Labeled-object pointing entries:
══════════
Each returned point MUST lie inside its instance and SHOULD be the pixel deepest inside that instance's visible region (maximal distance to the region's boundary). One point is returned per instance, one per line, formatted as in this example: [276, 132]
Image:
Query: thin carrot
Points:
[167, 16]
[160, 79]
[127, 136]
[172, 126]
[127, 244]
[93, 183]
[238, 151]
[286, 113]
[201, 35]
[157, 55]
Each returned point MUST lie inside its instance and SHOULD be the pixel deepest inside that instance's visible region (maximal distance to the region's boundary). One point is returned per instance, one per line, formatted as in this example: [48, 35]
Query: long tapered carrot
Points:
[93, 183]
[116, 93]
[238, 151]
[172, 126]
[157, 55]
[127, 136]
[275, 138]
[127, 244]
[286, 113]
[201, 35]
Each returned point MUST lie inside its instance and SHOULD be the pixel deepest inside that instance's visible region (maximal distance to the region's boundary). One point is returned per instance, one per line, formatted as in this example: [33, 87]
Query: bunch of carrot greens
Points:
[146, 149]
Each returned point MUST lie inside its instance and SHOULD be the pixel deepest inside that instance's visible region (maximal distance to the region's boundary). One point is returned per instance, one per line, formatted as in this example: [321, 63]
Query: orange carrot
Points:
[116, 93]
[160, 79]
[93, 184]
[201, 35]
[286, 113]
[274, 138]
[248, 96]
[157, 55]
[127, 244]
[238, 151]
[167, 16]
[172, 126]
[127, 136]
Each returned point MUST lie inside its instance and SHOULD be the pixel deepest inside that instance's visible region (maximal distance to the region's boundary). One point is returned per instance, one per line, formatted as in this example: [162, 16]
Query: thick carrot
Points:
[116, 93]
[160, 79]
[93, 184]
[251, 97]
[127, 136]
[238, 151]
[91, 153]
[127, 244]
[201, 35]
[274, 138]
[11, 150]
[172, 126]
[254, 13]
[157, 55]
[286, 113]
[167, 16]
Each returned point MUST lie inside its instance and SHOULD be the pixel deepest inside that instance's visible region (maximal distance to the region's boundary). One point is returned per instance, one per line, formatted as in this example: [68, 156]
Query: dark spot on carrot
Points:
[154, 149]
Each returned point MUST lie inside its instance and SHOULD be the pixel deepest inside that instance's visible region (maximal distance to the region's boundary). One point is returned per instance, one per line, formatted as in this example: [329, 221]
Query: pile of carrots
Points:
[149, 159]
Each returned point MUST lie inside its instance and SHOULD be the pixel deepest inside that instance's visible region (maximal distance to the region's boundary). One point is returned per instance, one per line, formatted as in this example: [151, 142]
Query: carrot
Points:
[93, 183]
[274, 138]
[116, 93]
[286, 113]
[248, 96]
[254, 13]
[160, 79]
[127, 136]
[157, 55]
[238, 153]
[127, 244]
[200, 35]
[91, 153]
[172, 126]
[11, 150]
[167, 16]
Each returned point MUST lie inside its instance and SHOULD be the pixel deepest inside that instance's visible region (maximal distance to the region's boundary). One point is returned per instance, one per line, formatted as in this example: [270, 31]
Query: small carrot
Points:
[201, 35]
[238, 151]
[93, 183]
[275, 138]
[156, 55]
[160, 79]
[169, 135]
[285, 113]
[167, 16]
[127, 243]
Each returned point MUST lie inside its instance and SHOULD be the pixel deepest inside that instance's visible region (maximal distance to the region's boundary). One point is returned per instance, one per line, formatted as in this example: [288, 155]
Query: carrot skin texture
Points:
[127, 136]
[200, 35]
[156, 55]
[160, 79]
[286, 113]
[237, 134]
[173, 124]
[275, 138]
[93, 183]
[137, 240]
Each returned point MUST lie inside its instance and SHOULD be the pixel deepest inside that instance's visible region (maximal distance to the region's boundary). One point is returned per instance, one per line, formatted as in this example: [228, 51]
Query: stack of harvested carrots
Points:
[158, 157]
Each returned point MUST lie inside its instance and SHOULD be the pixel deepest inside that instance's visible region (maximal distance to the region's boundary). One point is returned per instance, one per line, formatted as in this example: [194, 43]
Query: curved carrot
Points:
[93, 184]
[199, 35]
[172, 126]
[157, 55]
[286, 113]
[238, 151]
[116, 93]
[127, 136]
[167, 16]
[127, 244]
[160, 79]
══════════
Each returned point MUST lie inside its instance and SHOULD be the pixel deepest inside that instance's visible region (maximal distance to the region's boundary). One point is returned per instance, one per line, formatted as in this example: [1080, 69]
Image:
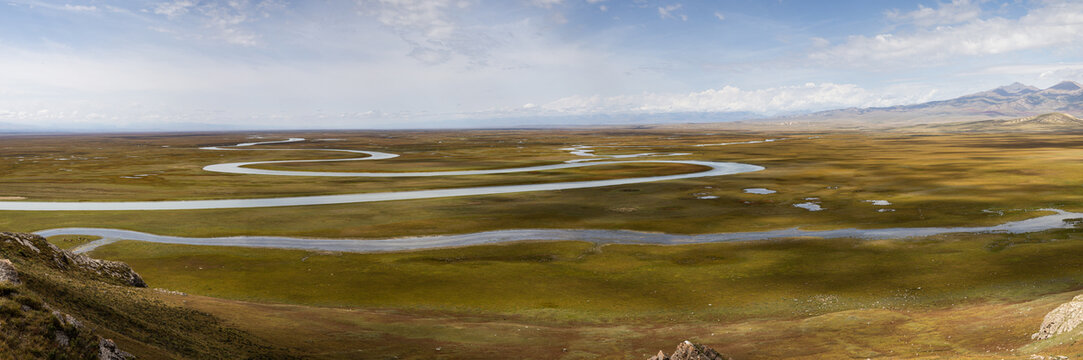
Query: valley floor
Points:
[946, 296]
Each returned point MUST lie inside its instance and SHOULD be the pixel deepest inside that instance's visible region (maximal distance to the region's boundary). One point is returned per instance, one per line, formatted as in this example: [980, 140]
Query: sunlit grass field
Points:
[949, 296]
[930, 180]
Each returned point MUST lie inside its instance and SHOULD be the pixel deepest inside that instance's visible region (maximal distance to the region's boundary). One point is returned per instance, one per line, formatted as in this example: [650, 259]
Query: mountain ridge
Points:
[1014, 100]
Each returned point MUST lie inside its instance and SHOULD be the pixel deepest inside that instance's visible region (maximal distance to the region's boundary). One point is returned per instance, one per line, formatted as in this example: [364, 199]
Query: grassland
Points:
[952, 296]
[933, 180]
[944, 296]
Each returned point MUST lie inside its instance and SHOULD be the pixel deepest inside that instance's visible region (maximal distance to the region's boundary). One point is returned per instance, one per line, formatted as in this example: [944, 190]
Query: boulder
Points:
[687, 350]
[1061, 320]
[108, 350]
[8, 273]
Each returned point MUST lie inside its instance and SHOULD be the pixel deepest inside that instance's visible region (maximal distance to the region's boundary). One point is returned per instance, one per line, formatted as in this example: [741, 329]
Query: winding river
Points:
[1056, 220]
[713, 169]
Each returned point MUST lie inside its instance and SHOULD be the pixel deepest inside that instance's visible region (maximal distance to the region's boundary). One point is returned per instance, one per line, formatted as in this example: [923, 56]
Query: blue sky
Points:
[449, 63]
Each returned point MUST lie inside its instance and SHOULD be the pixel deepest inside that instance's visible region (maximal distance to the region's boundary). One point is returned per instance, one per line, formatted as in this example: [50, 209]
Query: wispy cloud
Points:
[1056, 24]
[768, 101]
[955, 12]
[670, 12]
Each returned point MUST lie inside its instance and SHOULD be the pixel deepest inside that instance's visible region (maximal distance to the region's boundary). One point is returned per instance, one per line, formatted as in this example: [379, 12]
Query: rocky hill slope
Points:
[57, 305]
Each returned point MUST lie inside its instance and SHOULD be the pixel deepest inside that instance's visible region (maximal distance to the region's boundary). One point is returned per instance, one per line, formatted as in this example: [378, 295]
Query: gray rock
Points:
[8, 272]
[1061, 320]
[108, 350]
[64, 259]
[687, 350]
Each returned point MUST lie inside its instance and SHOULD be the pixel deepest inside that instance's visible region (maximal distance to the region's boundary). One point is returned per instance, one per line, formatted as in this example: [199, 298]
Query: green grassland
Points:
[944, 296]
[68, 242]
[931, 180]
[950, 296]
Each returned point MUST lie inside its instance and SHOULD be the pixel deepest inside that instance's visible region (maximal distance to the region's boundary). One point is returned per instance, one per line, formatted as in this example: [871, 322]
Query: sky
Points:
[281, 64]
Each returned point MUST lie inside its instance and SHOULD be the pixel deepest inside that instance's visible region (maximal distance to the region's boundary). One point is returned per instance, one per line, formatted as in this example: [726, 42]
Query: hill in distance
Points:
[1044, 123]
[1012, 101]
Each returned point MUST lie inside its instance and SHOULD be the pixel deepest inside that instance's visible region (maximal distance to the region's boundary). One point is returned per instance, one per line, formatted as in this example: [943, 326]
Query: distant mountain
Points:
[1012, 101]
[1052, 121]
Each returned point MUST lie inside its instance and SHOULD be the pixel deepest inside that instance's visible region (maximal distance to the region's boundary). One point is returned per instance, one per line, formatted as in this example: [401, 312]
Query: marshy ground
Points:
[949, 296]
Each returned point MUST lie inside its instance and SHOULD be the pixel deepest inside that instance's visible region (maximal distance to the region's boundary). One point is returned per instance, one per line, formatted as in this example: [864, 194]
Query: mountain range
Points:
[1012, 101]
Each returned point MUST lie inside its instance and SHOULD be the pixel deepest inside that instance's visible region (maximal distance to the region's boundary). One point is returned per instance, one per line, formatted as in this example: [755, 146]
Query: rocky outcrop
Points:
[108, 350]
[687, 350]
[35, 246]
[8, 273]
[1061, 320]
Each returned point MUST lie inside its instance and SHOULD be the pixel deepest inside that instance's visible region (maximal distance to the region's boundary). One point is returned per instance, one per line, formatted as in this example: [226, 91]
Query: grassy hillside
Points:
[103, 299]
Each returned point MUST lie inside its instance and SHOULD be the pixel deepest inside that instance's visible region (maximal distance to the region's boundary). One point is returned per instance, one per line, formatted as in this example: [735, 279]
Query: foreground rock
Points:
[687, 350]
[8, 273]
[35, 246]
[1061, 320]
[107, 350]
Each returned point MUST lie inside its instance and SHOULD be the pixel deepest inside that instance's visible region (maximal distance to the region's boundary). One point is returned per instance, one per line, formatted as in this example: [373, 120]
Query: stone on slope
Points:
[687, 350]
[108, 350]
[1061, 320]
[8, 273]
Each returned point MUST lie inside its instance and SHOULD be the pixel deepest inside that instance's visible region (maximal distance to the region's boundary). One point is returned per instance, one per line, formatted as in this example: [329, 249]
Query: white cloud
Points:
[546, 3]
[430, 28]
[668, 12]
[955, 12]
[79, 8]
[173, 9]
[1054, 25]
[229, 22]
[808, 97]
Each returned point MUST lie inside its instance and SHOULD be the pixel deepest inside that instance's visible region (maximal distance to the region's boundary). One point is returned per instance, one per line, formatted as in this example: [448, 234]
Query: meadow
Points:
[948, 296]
══════════
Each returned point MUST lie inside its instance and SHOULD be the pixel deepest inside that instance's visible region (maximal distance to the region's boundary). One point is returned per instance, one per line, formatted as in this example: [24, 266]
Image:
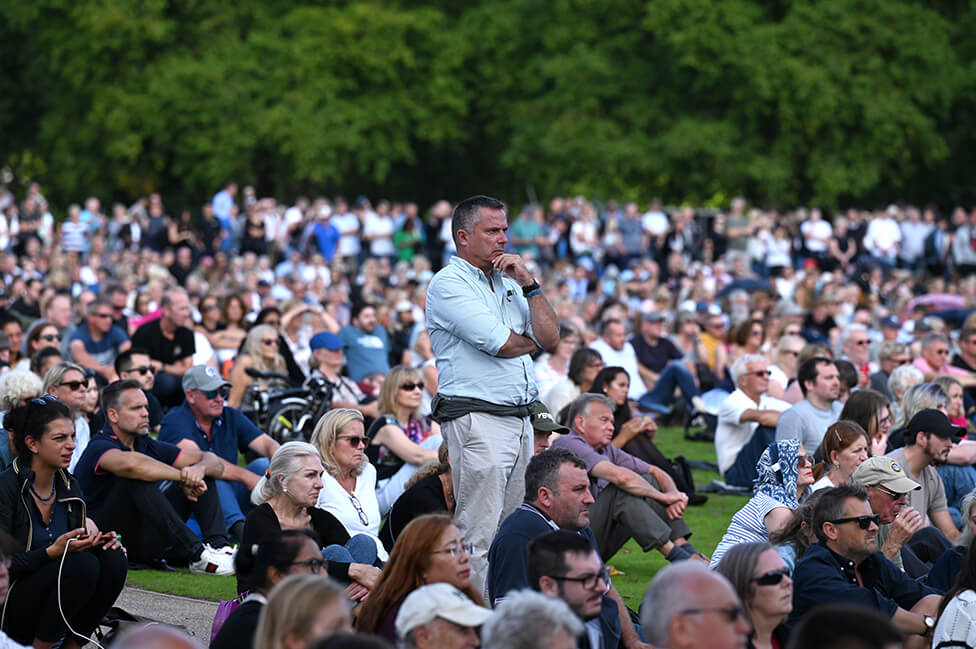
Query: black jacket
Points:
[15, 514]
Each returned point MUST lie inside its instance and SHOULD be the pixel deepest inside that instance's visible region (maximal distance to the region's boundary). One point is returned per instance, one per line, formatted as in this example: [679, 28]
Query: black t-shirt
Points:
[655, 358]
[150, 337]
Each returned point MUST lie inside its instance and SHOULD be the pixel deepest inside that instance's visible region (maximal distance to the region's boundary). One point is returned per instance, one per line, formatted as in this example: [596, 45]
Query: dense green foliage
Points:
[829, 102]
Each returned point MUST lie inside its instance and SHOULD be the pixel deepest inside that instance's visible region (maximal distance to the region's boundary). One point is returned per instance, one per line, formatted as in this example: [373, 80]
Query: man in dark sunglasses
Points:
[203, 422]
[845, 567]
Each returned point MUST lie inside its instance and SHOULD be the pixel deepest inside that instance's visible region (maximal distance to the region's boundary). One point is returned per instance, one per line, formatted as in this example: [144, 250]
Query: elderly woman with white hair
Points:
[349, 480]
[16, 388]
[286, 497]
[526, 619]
══════════
What needs to be done:
Show each line of the records above that contains the string "slope". Case counts.

Correct result:
Query: rocky hill slope
Query: stone on slope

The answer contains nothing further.